Mir würden zwei Möglichkeiten einfallen. Das Netz schaltet sich wegen Radarerkennung (Flughafen in der Nähe?) immer wieder ab oder die Easybox ist einfach Schrott.


----------



## MaRcEl1_5 (20. Mai 2020)

Also Flughafen ist keiner in der nähe . Ich denk die EasyBox ist schrott. Ich werde mir mal ne FB kaufen und testen.


----------



## gurkenbeat (20. Mai 2020)

Würde es denn was bringen einen anderen Accespoint an die Easybox zu klemmen fürs Wifi ? 

Oder sind die Lan-Ports auch zu langsam ? Sofern das überaupt funktioniert


----------



## MaRcEl1_5 (25. Mai 2020)

# # # # # # #

■ **AUFGABE 1**
Fasse den Absatz „Mir würden zwei Möglichkeiten einfallen“ aus dem Forenauszug als kurze Liste zusammen.
■ **AUFGABE 2**
Greife den Forenauszug über die Easybox am Ende auf und schreib ihn weiter.
Die Einträge spielen hierfür keine Rolle.

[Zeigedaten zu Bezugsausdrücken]
# # # # # # #

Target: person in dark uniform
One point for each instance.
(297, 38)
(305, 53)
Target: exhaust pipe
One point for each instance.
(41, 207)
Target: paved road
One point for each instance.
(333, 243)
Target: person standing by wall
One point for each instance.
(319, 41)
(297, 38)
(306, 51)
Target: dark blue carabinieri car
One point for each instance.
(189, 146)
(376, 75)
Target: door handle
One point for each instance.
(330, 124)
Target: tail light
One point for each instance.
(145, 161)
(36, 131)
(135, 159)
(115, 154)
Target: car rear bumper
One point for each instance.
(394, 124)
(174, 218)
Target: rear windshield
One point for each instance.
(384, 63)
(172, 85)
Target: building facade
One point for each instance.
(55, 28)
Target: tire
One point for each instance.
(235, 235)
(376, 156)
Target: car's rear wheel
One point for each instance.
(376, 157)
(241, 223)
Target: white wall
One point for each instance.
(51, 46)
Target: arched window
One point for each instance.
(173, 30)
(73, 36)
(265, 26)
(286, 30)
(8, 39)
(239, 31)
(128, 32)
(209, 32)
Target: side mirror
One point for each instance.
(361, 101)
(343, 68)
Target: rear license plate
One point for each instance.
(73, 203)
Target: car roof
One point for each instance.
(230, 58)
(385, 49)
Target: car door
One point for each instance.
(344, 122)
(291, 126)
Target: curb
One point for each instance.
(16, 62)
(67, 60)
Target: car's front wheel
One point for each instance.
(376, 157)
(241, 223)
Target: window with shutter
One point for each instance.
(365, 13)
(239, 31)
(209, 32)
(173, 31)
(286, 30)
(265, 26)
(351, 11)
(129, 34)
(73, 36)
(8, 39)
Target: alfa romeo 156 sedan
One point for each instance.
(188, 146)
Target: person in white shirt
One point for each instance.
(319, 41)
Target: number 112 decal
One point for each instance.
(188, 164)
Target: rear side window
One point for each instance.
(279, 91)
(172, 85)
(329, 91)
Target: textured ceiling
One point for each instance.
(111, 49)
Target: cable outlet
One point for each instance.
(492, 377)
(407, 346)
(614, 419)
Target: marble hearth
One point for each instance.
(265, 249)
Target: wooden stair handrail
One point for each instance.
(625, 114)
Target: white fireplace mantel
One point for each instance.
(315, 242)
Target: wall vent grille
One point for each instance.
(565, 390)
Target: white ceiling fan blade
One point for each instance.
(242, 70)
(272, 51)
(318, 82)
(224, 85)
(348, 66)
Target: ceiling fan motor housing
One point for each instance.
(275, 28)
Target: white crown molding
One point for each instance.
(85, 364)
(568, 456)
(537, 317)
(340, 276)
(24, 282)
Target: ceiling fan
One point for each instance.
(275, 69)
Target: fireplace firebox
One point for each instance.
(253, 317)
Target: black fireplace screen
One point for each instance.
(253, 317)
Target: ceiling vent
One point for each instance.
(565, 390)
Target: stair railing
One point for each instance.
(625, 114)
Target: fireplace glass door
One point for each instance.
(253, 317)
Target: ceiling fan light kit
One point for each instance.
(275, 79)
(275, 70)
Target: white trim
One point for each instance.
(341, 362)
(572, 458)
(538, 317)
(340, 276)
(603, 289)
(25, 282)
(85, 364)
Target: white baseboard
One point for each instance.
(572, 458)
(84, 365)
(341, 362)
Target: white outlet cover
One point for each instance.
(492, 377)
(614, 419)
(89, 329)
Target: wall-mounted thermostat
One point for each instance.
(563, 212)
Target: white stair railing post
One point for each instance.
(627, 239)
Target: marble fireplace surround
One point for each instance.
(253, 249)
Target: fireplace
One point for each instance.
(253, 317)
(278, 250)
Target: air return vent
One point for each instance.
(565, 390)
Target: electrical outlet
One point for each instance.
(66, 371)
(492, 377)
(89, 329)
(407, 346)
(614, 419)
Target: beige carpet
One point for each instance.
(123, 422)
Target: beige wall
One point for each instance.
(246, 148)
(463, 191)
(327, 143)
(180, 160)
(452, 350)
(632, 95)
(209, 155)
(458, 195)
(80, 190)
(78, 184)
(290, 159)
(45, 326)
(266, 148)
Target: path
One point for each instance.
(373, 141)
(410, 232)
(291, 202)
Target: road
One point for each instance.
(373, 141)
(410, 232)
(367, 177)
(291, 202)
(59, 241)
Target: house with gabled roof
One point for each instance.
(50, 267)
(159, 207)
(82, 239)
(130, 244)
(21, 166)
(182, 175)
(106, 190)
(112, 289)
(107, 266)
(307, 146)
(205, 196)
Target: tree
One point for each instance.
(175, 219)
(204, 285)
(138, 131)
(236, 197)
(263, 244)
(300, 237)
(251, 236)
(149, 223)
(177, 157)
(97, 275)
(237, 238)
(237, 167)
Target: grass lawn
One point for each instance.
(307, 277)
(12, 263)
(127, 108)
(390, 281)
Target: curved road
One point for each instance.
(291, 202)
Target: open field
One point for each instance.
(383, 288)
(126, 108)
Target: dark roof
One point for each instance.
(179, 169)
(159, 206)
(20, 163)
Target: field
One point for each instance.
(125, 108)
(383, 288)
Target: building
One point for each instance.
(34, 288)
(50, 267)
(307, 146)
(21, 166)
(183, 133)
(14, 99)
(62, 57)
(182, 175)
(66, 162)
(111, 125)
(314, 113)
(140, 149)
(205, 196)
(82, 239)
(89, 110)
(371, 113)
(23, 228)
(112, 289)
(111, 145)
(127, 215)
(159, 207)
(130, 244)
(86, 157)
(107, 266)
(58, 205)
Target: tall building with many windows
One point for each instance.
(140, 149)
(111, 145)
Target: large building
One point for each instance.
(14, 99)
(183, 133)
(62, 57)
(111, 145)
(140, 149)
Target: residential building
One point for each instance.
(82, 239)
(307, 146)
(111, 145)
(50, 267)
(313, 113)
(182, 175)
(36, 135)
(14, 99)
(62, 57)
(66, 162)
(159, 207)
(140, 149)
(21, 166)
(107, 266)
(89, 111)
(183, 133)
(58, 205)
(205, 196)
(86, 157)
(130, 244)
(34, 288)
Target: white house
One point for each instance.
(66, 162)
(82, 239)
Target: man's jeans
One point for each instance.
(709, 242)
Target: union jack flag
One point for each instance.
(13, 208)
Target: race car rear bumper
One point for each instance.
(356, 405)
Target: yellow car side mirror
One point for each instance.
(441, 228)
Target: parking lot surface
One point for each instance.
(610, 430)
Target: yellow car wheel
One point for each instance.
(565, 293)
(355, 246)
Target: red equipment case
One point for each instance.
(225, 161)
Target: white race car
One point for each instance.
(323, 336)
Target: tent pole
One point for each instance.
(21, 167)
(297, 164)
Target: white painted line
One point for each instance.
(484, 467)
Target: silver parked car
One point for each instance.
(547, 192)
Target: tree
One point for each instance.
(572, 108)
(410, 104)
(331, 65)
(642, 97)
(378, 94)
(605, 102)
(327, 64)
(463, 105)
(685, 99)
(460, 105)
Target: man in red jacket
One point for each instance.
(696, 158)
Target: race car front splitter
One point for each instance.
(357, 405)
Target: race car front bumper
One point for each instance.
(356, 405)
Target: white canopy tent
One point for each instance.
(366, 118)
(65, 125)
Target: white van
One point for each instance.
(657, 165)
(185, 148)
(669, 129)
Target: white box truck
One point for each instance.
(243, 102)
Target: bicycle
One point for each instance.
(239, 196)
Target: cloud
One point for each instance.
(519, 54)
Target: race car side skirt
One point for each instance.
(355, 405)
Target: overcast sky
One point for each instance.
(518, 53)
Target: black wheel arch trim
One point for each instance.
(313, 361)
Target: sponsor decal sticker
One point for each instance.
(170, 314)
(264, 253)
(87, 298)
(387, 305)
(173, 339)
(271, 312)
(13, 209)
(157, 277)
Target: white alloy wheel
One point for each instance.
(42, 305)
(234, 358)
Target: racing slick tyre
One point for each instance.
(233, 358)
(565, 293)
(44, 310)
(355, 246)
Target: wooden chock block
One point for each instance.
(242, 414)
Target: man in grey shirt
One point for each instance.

# # # # # # #

■ **ANTWORTBEREICH 1**
Zwei mögliche Ursachen:
- Das Netz schaltet sich wegen Radarerkennung immer wieder ab, vielleicht wegen eines Flughafens in der Nähe.
- Die Easybox ist einfach Schrott.

■ **ANTWORTBEREICH 2**
Die Fritzbox ist da <3 Hammer. Hab überall in der Wohnung volle Downloadgeschwindigkeit. Habe jetzt das Band gesplittet, da mein alter Laptop kein 5Ghz unterstützt. Nur sehr sehr komisch das man bei der Easybox das Band auch splitten kann aber es nicht richtig funktioniert. Die Antennen der EasyBox scheinen dann wohl Müll zu sein. Die FB steht an der exakt gleichen Stelle. Sogar im 2,4er habe ich jetzt ein super Netz trotz mehr als 20 Router die im 2,4er sind. Also Fazit: Fritzbox Kaufen --> anschließen --> EasyBox --> Müll 

Danke für eure Hilfe.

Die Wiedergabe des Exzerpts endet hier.